## [WRITTEN PROBLEM]
Reproduce only the stretch of the data from the line containing "of the yellow" through the end, keeping every line as it stands except for the answer coordinates, each of which should be shifted up by 75.
=== DATA SHOWN ===
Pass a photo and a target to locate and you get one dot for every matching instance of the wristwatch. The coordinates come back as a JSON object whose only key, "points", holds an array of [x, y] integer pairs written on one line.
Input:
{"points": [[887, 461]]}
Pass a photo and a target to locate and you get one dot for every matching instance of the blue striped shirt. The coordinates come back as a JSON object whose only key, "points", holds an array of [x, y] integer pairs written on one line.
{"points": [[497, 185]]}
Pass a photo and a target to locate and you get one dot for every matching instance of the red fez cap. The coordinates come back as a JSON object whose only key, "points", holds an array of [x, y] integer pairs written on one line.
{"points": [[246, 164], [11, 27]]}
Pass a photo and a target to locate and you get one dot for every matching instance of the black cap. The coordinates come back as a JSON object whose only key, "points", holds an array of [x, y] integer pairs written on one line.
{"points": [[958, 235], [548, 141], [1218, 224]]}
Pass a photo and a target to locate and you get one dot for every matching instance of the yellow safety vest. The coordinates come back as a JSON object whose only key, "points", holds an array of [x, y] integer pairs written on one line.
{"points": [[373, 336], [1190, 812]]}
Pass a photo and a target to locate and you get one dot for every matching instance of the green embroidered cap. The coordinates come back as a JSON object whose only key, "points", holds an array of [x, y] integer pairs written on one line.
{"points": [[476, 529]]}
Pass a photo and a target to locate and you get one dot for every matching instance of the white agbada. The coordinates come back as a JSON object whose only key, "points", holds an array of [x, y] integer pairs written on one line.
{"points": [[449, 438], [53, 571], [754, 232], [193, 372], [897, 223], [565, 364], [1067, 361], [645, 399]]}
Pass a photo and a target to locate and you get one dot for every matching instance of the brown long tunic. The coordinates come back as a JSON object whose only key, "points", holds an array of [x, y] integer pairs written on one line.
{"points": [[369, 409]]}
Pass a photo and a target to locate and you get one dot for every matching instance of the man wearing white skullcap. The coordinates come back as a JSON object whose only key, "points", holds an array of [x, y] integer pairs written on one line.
===
## [RESULT FOR THIS EXERCISE]
Pass a photo and a target to locate and you get one dot for every matching instance of the yellow safety vest. The coordinates come back as a JSON object whose only key, "points", holds an array of [x, y] integer pairs written on one line.
{"points": [[448, 411], [1265, 887]]}
Pass a photo and a target to locate and you get one dot for every matching instance of the green embroidered cap. The coordinates come back as a JSON object whose only key, "points", holds an array of [x, y] integer pairs written on one line.
{"points": [[551, 604]]}
Pass a photo and a target to locate and you get one dot for every matching instance of the white agbada. The coordinates come back as a JSON object whose only key, "points", holds an array of [x, y] integer pairs written on one line.
{"points": [[524, 513], [128, 646], [829, 307], [268, 447], [972, 298], [640, 439], [1142, 436], [720, 474]]}
Pass a photo and a target to locate and you get one dot for every matching instance of the brown long tunic. The coordinates come back as a JSON object whose only key, "points", holds an array of [x, y] integer pairs written on one line.
{"points": [[444, 484]]}
Pass a photo and a target to locate and you get one dot for every matching instance of the man wearing white skullcap. The coordinates come back as a JSON object whose only key, "points", holds an array of [x, y] integer pairs written on one line.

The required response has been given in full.